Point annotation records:

============

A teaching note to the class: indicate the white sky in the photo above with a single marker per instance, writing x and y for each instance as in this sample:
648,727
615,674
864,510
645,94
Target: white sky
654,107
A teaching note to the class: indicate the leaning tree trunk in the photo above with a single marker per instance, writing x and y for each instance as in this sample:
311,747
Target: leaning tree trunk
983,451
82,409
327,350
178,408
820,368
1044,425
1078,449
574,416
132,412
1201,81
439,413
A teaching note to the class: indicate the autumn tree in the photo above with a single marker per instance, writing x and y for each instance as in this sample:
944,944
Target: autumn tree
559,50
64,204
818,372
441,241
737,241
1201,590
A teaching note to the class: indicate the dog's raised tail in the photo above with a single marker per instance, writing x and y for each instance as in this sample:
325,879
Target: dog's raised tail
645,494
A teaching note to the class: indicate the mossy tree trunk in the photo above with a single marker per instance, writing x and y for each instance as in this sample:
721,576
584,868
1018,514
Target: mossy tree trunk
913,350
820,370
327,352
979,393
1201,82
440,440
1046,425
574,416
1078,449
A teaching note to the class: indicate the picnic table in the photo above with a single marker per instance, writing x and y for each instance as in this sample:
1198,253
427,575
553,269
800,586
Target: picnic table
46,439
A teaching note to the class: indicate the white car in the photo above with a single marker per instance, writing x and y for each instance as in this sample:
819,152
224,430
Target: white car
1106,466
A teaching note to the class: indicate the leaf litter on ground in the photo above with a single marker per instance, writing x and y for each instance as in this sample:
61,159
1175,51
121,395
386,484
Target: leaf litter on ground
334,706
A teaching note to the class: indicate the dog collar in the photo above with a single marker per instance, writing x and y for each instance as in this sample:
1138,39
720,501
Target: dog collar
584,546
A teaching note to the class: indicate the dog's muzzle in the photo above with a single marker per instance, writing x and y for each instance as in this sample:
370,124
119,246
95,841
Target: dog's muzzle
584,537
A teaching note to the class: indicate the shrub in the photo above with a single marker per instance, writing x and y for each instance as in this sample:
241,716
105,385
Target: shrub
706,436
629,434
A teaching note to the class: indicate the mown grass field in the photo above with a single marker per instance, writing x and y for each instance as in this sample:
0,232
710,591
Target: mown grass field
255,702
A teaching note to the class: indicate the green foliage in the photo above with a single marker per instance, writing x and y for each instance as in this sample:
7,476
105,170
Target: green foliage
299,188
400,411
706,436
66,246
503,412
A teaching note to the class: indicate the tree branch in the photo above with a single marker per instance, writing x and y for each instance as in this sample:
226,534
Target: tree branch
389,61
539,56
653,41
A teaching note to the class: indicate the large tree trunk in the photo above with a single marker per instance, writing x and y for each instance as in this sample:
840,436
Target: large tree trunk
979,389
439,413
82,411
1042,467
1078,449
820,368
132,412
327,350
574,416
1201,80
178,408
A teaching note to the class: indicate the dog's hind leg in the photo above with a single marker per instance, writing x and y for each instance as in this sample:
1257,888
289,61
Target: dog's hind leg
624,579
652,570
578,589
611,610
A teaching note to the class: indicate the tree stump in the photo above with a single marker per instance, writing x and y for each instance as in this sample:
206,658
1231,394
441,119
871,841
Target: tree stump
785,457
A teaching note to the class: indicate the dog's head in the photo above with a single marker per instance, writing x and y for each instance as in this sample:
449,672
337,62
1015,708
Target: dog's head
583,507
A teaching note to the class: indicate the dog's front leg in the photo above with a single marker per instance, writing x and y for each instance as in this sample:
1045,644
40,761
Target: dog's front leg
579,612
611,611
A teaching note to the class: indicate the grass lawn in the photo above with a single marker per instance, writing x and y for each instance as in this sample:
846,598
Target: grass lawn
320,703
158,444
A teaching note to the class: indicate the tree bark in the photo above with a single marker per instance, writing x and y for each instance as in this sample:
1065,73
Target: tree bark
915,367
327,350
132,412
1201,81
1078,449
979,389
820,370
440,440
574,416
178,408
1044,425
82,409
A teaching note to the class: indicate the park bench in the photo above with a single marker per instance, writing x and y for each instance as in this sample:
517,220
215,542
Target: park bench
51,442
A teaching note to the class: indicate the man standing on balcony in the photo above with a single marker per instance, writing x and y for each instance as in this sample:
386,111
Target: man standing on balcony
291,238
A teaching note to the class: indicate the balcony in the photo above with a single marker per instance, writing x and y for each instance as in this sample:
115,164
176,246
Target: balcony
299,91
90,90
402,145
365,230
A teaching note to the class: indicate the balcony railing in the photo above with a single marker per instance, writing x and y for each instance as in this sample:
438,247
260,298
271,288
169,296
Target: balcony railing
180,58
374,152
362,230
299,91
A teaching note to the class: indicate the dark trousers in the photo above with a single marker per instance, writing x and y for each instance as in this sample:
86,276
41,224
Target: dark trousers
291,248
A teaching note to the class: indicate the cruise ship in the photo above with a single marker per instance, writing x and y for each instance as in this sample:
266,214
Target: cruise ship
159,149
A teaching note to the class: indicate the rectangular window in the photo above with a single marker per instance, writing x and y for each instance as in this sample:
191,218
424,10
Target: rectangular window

============

#### Request
Return all of the data exactly as it reads.

#### Exercise result
A teaching note to the class: indicate the white sky in the photo above with a single marker per instance, writing x and y for each instance as in this sample:
648,727
615,674
864,510
645,94
Target: white sky
654,107
A teaching note to the class: indicate the leaning tree trunk in the photo above with a single marker per instance, writing x and y for each instance as in this sample:
311,747
Target: leaning tree trunk
983,451
82,409
327,350
178,408
820,368
1044,425
1078,449
574,416
132,412
1201,81
439,413
A teaching note to the class: indicate the autumn tree in the photo above with a single marker per instance, writing x and y for each instance as in this sample:
944,944
Target: autumn tree
559,50
64,204
818,372
441,241
737,241
1201,590
A teaching note to the class: indicate the dog's raised tail in the photo above with a single marker per instance, writing x and y for each instance as in this sample:
325,879
Target: dog's raised tail
645,494
A teaching note to the class: indicate the mossy tree trunk in the photo above with a single marker per instance, writing x and y for each instance as in this sample:
721,576
584,868
1018,514
Target: mossy tree trunk
913,350
820,370
327,352
979,393
1201,82
440,440
1046,425
574,416
1078,449
A teaching note to the class: indicate the picnic table in the photo above with a single marker per instance, writing x and y for each instance as in this sample:
1198,253
427,575
553,269
800,586
Target: picnic table
46,439
A teaching note to the class: indicate the white car in the photo above with a single marker per instance, writing x and y for each instance as in this sample:
819,152
224,430
Target: white car
1106,466
A teaching note to the class: indicate the leaf litter on ground in the photo above with a single marker per instance, writing x and y for each instance as in this sample:
61,159
1175,51
121,395
386,484
Target: leaf litter on ground
334,706
A teaching note to the class: indicate the dog collar in the photo above with a single marker per instance, writing x and y for each instance as in this sample:
1138,39
720,501
Target: dog collar
584,546
A teaching note to the class: indicate the dog's muzzle in the photo above with a single marker per instance, writing x and y for each instance as in this sample:
370,124
119,246
95,841
Target: dog's muzzle
584,537
A teaching note to the class: indicate the shrub in the photo above with a single marker per instance, writing x and y for each instance as in this sample:
241,716
105,385
Target: shrub
706,436
629,434
A teaching note to the class: indicate the mown grass field in the photo above with a single marker per instance, writing x and y for each instance as in this sample:
0,232
710,591
Target: mown grass field
255,702
A teaching note to the class: indicate the green foliage in the photo above with a single marker per instance, writing x and y for each instance as in this sample:
7,476
105,170
Target: green foliage
299,188
400,411
706,436
66,246
503,412
A teaching note to the class: indicate the tree branch in the photo above with a single marker per instance, writing x and y for each instance as in this sample:
226,534
Target: tree branch
389,61
539,56
653,41
A teaching note to the class: indicate the large tree trunk in the photo above with a single marker per instance, writing x and y for each instance as in this sample:
840,436
Target: large tree trunk
979,389
439,413
82,411
1042,467
1078,449
820,368
132,412
327,350
574,416
1201,80
178,408
A teaching note to the class: indicate the dog's hind leg in the photo above with a single marker per instance, writing x and y for each instance as in this sample:
1257,888
289,61
Target: dog's hind leg
624,579
652,570
578,589
611,610
A teaching note to the class: indicate the tree stump in the photo above with a single marker per instance, writing x and y for each instance as in this sample:
206,658
1231,394
441,119
871,841
Target: tree stump
785,457
A teaching note to the class: indicate the dog's head in the photo above with a single marker per instance, writing x and y for each instance as in this sample:
449,672
337,62
1015,708
Target: dog's head
583,507
A teaching note to the class: indicate the dog's front leg in the photo above with a single marker per instance, writing x and y for each instance as in this sample:
1045,644
40,761
Target: dog's front leg
579,612
611,611
A teaching note to the class: indicate the grass lawn in the photo above with a single marker per instance, writing x and y for each instance as in this sample:
846,598
Target: grass lawn
320,703
158,444
A teaching note to the class: indicate the tree bark in the photo above with a single marker per instance, writing x and y for each instance as in this sample:
1065,73
Target: tree bark
915,367
327,350
132,412
1201,81
1078,449
979,389
820,370
440,440
574,416
178,408
1044,425
82,409
A teaching note to the class: indicate the park bench in the photo above with a single marker per instance, writing x and y for each instance as in this sample:
517,220
215,542
Target: park bench
51,442
A teaching note to the class: indicate the man standing on balcony in the photo above with a single marker per instance, writing x and y for each instance as in this sample:
386,111
Target: man standing on balcony
291,238
A teaching note to the class: indicate the balcony in the photo above with a single marker per instance, writing x and y for each instance as in this sample:
115,164
176,246
Target: balcony
299,91
90,90
402,145
365,230
A teaching note to the class: indicate the balcony railing in the photo above with a single marker per instance, writing x and y for each instance as in this sample:
438,247
260,298
271,288
169,296
Target: balcony railing
180,58
374,152
362,230
299,91
A teaching note to the class: indicate the dark trousers in the photo above with a single marker per instance, writing x and y for each instance as in this sample:
86,276
41,224
Target: dark trousers
291,248
A teaching note to the class: indicate the cruise ship in the photo above with a single marker per instance, writing x and y for each instance as in this sample:
266,214
Target: cruise ship
159,149
A teaching note to the class: indicate the rectangular window in the photo above with a single marker per instance, writing x and y for each instance as in this sample:
191,218
424,10
Target: rectangular window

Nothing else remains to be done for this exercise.